● **Aim of the exercise**
A faithful copy of each record is required, minus the images.

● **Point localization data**

○ ○ ○

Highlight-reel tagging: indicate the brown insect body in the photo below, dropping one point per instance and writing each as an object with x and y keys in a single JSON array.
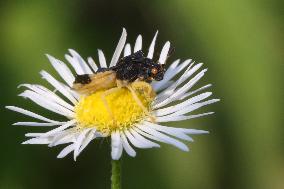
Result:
[
  {"x": 92, "y": 83},
  {"x": 135, "y": 67},
  {"x": 134, "y": 72}
]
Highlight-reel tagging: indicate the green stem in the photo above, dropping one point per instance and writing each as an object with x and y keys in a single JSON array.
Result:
[{"x": 115, "y": 174}]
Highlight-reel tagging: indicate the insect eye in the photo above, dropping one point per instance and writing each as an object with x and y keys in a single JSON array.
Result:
[{"x": 154, "y": 71}]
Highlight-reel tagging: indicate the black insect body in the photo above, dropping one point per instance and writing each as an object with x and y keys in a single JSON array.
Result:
[
  {"x": 137, "y": 66},
  {"x": 135, "y": 69}
]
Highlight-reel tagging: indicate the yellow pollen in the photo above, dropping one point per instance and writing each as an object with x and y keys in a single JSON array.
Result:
[{"x": 91, "y": 111}]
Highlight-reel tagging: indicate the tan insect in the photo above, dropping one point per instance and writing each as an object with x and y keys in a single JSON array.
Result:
[{"x": 133, "y": 72}]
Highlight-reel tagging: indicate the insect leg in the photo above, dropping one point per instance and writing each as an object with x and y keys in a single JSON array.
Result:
[{"x": 138, "y": 101}]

○ ○ ○

● **Response below**
Highlight-reel tagging: indicate the brown insect body in the photo below, dropping one point per instance and writing each as an object with x and y keys in a single JSON array.
Result:
[
  {"x": 92, "y": 83},
  {"x": 135, "y": 67},
  {"x": 134, "y": 72}
]
Highlight-reel tagging: indicate the green stem in the photo above, dropping one point per instance and writing each as an object with x and y keys in a single JSON array.
Result:
[{"x": 115, "y": 174}]
Highlight-reel tagging: indicate the insect eye in the photo above, dropping one point per instance and writing each as an object with x and y keys in a single JSON array.
Result:
[{"x": 154, "y": 71}]
Highlight-reel tagging: indicate the black insect body in the photo above, dropping one point per instance and writing each as an object with x and y keys in a single JSON array.
Result:
[
  {"x": 137, "y": 66},
  {"x": 135, "y": 69}
]
Highlight-reel tagging: indicate the yellow pollen in the photo above, dropping one point per instance and writing each as an object with x and y keys in a single JSON array.
Result:
[{"x": 91, "y": 111}]
Highlight-reel tagging: indicate the tan insect in the photo above, dropping one point per instance and writing each as an object with x and y keys in a single JSON array.
Result:
[{"x": 133, "y": 72}]
Highlight-reel tagging: indicate the insect leg in the photo above, dropping one point per instance and writing each as an object with x and y keys in a single JSON array.
Result:
[{"x": 138, "y": 101}]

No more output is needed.